>>>
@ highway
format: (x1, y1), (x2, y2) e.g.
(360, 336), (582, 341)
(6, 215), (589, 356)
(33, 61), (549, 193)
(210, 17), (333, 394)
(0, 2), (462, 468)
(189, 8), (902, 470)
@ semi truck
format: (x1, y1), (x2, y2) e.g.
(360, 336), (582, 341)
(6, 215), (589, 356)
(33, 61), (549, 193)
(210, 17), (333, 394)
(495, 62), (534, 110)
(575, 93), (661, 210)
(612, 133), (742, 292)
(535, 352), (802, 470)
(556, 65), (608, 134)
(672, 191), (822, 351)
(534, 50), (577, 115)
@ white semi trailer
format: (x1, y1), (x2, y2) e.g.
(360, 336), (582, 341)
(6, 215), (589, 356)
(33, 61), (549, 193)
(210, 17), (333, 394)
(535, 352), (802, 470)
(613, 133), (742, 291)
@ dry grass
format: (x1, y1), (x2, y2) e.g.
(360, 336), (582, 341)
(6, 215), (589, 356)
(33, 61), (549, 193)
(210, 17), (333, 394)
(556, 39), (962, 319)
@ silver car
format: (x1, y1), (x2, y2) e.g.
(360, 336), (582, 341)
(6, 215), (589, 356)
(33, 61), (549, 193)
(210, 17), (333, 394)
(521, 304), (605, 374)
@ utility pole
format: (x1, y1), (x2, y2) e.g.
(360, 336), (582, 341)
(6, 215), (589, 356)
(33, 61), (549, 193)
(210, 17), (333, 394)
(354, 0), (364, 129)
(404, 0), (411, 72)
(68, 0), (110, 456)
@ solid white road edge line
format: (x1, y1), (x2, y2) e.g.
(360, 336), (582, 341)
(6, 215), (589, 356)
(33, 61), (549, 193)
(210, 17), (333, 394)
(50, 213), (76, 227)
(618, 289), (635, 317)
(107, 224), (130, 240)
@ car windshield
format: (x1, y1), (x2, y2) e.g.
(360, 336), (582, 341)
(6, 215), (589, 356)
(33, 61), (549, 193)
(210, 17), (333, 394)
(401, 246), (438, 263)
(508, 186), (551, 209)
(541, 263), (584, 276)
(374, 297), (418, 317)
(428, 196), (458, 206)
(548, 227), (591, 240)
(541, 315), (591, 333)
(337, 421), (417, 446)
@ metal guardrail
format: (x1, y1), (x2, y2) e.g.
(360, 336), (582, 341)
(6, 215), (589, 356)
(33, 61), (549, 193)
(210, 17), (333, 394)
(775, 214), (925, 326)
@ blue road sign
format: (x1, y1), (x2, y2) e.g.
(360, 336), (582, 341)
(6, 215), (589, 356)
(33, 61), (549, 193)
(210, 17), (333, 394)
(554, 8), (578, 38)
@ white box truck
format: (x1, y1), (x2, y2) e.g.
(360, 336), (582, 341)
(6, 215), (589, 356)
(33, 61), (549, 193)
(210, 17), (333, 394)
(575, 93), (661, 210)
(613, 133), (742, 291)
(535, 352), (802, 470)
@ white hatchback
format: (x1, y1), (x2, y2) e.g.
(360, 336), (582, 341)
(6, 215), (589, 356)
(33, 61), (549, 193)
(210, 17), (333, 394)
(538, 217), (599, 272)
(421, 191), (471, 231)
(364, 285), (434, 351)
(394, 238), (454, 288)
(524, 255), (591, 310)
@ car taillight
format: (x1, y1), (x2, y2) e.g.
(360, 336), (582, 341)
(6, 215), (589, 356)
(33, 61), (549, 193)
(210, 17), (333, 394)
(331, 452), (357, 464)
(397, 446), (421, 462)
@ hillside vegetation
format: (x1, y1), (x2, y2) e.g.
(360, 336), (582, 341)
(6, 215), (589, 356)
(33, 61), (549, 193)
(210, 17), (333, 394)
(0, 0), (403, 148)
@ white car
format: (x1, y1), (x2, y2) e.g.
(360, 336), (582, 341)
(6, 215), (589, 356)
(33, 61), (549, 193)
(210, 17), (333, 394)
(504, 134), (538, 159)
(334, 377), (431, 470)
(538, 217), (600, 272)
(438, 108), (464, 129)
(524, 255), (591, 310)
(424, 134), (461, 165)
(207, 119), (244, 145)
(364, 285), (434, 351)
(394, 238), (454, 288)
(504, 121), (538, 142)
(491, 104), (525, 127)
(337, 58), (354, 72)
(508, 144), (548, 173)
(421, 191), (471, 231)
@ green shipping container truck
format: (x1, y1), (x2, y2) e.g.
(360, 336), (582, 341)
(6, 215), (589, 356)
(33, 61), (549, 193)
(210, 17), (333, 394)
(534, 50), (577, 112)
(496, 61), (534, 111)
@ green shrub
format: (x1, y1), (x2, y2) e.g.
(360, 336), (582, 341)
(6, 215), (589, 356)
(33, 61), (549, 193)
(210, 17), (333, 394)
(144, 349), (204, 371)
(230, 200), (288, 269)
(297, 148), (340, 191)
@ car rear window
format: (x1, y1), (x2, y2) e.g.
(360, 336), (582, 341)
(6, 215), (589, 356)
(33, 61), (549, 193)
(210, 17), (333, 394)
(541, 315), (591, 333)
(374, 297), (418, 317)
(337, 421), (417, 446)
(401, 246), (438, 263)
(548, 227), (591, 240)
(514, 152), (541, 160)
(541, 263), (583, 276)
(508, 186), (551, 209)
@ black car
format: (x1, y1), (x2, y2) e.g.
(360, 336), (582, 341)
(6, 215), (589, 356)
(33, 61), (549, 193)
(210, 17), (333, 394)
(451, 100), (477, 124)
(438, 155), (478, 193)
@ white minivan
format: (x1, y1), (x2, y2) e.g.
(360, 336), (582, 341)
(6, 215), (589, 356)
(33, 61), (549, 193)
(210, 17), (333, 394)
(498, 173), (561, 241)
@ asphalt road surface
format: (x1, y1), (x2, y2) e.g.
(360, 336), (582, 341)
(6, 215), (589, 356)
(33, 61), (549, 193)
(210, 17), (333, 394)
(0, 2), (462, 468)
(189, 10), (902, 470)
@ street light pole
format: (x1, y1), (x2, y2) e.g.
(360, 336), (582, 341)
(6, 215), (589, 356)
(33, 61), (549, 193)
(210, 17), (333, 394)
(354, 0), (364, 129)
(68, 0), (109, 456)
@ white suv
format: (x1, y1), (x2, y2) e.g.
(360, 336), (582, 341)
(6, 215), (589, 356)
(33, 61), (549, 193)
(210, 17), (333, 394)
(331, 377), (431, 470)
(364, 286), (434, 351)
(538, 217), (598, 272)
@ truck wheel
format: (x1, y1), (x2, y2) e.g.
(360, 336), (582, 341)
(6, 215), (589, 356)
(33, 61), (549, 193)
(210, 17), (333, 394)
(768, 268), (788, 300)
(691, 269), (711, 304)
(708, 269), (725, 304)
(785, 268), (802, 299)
<<<
Task prompt: Please rewrite all the lines above with every "format" renamed to "layout", changing nothing else.

Exercise result:
@ highway
layout: (x1, y1), (x2, y2) e.g.
(360, 336), (582, 341)
(6, 215), (589, 356)
(33, 61), (549, 193)
(210, 17), (333, 394)
(0, 2), (462, 468)
(189, 8), (902, 470)
@ semi truck
layout: (x1, y1), (x2, y2) e.g.
(360, 336), (582, 341)
(6, 215), (589, 356)
(33, 61), (549, 193)
(210, 17), (333, 394)
(495, 62), (534, 110)
(575, 93), (661, 210)
(612, 133), (742, 292)
(535, 352), (802, 470)
(556, 65), (608, 134)
(672, 191), (822, 351)
(534, 50), (577, 115)
@ white semi trailer
layout: (x1, y1), (x2, y2) e.g.
(360, 336), (582, 341)
(6, 215), (589, 356)
(33, 61), (549, 193)
(210, 17), (333, 394)
(535, 352), (802, 470)
(613, 133), (742, 291)
@ dry grass
layout: (x1, y1), (x2, y2) e.g.
(360, 336), (582, 341)
(6, 215), (589, 356)
(33, 61), (549, 193)
(210, 17), (333, 394)
(556, 39), (962, 319)
@ silver car
layout: (x1, y1), (x2, y2) e.g.
(360, 336), (582, 341)
(6, 215), (589, 356)
(33, 61), (549, 193)
(210, 17), (333, 394)
(521, 304), (605, 374)
@ utility pole
layout: (x1, y1), (x2, y2) e.g.
(360, 336), (582, 341)
(6, 215), (589, 356)
(33, 61), (549, 193)
(210, 17), (333, 394)
(354, 0), (364, 129)
(404, 0), (411, 72)
(68, 0), (110, 456)
@ solid white road edge line
layout: (x1, y1), (x2, y2) e.g.
(360, 336), (582, 341)
(6, 215), (589, 356)
(33, 61), (549, 193)
(210, 17), (333, 394)
(50, 213), (76, 227)
(618, 289), (635, 317)
(107, 224), (130, 240)
@ car windshield
layout: (x1, y1), (x2, y2) e.g.
(360, 336), (582, 341)
(6, 215), (589, 356)
(33, 61), (549, 193)
(210, 17), (333, 394)
(401, 246), (438, 263)
(508, 186), (551, 209)
(541, 263), (584, 276)
(374, 297), (418, 317)
(428, 196), (458, 206)
(548, 227), (591, 240)
(541, 315), (591, 333)
(337, 421), (417, 446)
@ metal guardrail
layout: (x1, y1), (x2, y2) e.g.
(360, 336), (582, 341)
(6, 215), (589, 356)
(33, 61), (549, 193)
(210, 17), (333, 394)
(775, 214), (925, 326)
@ blue road sign
layout: (x1, y1), (x2, y2) e.g.
(360, 336), (582, 341)
(6, 215), (589, 356)
(33, 61), (549, 193)
(210, 17), (333, 394)
(554, 8), (578, 38)
@ white box truck
layout: (x1, y1), (x2, y2) e.g.
(360, 336), (582, 341)
(6, 215), (589, 356)
(33, 61), (549, 193)
(210, 17), (333, 394)
(575, 93), (661, 210)
(613, 133), (742, 291)
(535, 352), (802, 470)
@ white hatchback
layout: (x1, y1), (x2, y2) e.g.
(360, 336), (582, 341)
(6, 215), (589, 356)
(33, 61), (549, 193)
(210, 17), (333, 394)
(538, 217), (599, 272)
(421, 191), (471, 231)
(364, 285), (434, 351)
(394, 238), (454, 288)
(524, 255), (591, 310)
@ car taillight
layout: (x1, y1), (x2, y2) e.g.
(360, 336), (582, 341)
(6, 215), (589, 356)
(33, 61), (549, 193)
(210, 17), (333, 394)
(331, 452), (357, 464)
(397, 446), (421, 462)
@ hillside vegetation
layout: (x1, y1), (x2, y2) e.g.
(360, 336), (582, 341)
(6, 215), (589, 356)
(33, 61), (549, 193)
(210, 17), (333, 394)
(0, 0), (403, 148)
@ white car
layout: (x1, y1), (x2, y2) e.g.
(360, 336), (582, 341)
(6, 215), (589, 356)
(33, 61), (549, 193)
(210, 17), (333, 394)
(504, 134), (538, 159)
(334, 377), (431, 470)
(538, 217), (600, 272)
(438, 108), (464, 129)
(524, 255), (591, 310)
(424, 134), (461, 165)
(207, 119), (244, 145)
(364, 285), (434, 351)
(394, 238), (454, 288)
(504, 121), (538, 142)
(491, 104), (525, 127)
(337, 58), (354, 72)
(508, 144), (548, 173)
(421, 191), (471, 231)
@ green shipping container truck
layout: (x1, y1), (x2, y2) e.g.
(360, 336), (582, 341)
(6, 215), (589, 356)
(33, 61), (549, 193)
(210, 17), (333, 394)
(534, 50), (577, 112)
(496, 61), (534, 111)
@ green shrub
layout: (x1, y1), (x2, y2) e.g.
(360, 336), (582, 341)
(6, 215), (589, 356)
(33, 61), (549, 193)
(210, 17), (333, 394)
(144, 349), (204, 371)
(230, 200), (288, 269)
(297, 148), (340, 191)
@ car rear window
layout: (x1, y1), (x2, y2) e.g.
(360, 336), (582, 341)
(6, 215), (589, 356)
(33, 61), (549, 193)
(210, 17), (333, 394)
(541, 315), (591, 333)
(374, 297), (418, 317)
(337, 421), (417, 446)
(401, 246), (438, 263)
(548, 227), (591, 240)
(514, 152), (541, 160)
(541, 263), (583, 276)
(508, 186), (551, 209)
@ black car
layout: (x1, y1), (x2, y2) e.g.
(360, 336), (582, 341)
(6, 215), (589, 356)
(33, 61), (549, 193)
(210, 17), (333, 394)
(451, 100), (477, 124)
(438, 155), (478, 193)
@ white minivan
layout: (x1, y1), (x2, y2) e.g.
(360, 336), (582, 341)
(6, 215), (589, 356)
(33, 61), (549, 193)
(210, 17), (333, 394)
(498, 173), (561, 241)
@ asphalt road surface
layout: (x1, y1), (x2, y2) e.g.
(360, 336), (582, 341)
(6, 215), (589, 356)
(33, 61), (549, 193)
(210, 17), (333, 394)
(0, 2), (462, 468)
(189, 10), (902, 470)
@ street light pole
layout: (x1, y1), (x2, y2) e.g.
(360, 336), (582, 341)
(6, 215), (589, 356)
(33, 61), (549, 193)
(210, 17), (333, 394)
(354, 0), (364, 129)
(68, 0), (109, 456)
@ white suv
layout: (x1, y1), (x2, y2) e.g.
(360, 336), (582, 341)
(6, 215), (589, 356)
(33, 61), (549, 193)
(210, 17), (333, 394)
(331, 377), (431, 470)
(364, 286), (434, 351)
(538, 217), (598, 272)
@ truck wheel
layout: (x1, y1), (x2, y2) e.g.
(360, 336), (582, 341)
(6, 215), (589, 356)
(33, 61), (549, 193)
(210, 17), (333, 394)
(768, 268), (788, 300)
(691, 269), (711, 304)
(708, 269), (725, 304)
(785, 268), (802, 299)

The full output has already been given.